WORKING DATA
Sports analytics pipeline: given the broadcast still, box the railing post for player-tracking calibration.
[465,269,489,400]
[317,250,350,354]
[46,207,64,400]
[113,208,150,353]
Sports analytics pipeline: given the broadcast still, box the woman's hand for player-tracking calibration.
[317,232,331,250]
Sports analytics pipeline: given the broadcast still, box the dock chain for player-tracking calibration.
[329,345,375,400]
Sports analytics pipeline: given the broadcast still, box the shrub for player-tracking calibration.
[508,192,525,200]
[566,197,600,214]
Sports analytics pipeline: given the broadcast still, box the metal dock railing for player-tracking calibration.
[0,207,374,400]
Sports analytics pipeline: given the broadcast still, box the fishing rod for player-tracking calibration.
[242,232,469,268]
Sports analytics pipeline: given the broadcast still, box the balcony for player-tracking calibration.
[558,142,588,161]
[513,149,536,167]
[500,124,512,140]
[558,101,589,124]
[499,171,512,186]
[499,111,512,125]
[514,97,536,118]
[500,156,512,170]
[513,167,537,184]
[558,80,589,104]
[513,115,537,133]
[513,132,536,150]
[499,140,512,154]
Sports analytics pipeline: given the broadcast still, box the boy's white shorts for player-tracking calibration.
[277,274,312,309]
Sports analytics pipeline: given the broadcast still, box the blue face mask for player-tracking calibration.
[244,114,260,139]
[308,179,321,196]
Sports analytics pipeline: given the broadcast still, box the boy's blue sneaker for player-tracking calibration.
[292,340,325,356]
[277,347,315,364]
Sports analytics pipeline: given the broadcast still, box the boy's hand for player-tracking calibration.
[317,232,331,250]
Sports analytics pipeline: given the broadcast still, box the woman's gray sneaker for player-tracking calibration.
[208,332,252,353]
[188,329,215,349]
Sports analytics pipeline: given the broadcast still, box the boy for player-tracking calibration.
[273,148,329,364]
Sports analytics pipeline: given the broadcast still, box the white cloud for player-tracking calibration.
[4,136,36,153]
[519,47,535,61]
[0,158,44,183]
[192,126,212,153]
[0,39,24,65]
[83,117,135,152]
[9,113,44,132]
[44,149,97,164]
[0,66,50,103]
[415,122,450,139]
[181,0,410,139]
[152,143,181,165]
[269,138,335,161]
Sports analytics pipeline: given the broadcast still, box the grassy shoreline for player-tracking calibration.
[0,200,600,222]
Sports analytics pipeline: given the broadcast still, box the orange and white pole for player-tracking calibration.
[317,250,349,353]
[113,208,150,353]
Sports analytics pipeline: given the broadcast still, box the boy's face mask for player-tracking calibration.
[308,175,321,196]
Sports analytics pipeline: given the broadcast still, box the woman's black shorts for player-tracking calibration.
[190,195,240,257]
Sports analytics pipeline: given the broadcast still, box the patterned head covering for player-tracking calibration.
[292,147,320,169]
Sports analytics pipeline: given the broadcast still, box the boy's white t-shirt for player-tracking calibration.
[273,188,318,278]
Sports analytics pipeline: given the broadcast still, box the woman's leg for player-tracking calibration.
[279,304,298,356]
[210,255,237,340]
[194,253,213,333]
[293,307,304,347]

REQUIRED TASK
Repeat every entry exactly as written above.

THE COMPLETED TASK
Sports analytics pipeline: given the broadcast still, box the railing post for player-tracking calibration.
[465,269,489,400]
[317,250,350,354]
[46,207,64,400]
[113,208,150,353]
Sports analytics pipeline: given the broadcast still, box the woman's hand for player-tracking calibration.
[317,232,331,250]
Sports analytics pipeline: given the broadcast still, box the dock chain for player-tracking calibration.
[329,345,375,400]
Sports analytics pipeline: given the broadcast still, box the shrub for player-tracking calibration.
[508,192,525,200]
[566,197,600,214]
Sports analytics pipeline: given the broadcast still, box the metal dock railing for player-tracking calibration.
[0,207,374,400]
Sports analytics pipeline: given the broadcast still, box the fishing rod for player-tracking calibration.
[242,232,469,268]
Sports analytics pipeline: given the broadcast still, box the balcony for player-tracking calibration.
[558,142,588,161]
[513,149,536,167]
[500,124,512,140]
[558,101,589,124]
[499,171,512,186]
[499,111,512,125]
[514,97,536,118]
[500,156,512,170]
[513,167,537,184]
[558,80,589,104]
[513,115,537,133]
[513,132,536,150]
[499,140,512,154]
Sports analytics pipeline: given the broadcast still, box the boy's white shorts for player-tracking calibration.
[277,274,312,309]
Sports analytics pipeline: given the broadcast still, box the blue face mask for player-tracking calibration.
[244,114,260,139]
[308,179,321,196]
Sports analytics pipeline: given the broadcast still, box the boy's blue sneaker for player-tracking calibration.
[292,340,325,356]
[277,347,315,364]
Sports analytics pipeline: given the broadcast still, box the boy's hand for player-tracking calibration.
[317,232,331,250]
Sports analytics pipeline: given the broadcast still, box the woman's gray sneaker for player-tracking calibration.
[208,332,252,353]
[188,329,215,349]
Sports analytics pipeline: given the broadcast still, box the boy for player-tracking calibration.
[273,148,329,364]
Sports analytics pipeline: given the broadcast still, box the white cloud for player-tracking calibration.
[4,136,36,153]
[519,47,535,61]
[0,158,44,183]
[192,126,212,153]
[0,39,24,65]
[83,117,135,152]
[9,113,44,132]
[44,149,97,164]
[0,66,50,103]
[415,122,450,139]
[181,0,410,139]
[152,143,181,165]
[269,138,335,161]
Sports analytics pipeline: given the broadcast still, box the grassy shoreline for player-tracking calibration.
[0,200,600,222]
Sports analytics pipeline: given the broadcast still, box the orange and white pole for player-tracking calibration.
[317,250,349,353]
[113,208,150,353]
Sports analytics pipeline: given the broadcast still, box the boy's face mask for player-tracking calibration.
[308,175,321,196]
Sports analytics pipeline: given the broadcast still, box the woman's black shorts for player-tracking calibration.
[190,195,240,257]
Sports analytics pipeline: given the broadcast still, box the patterned head covering for player-tracking calibration.
[292,147,320,169]
Sports analytics pipeline: given the broadcast still, box the boy's white t-shirt for player-tracking calibration.
[273,188,318,278]
Sports analytics pipeline: given the broadcast still, box the woman's leg for player-tracking calibration.
[279,304,298,356]
[210,255,237,340]
[194,253,213,333]
[293,307,304,347]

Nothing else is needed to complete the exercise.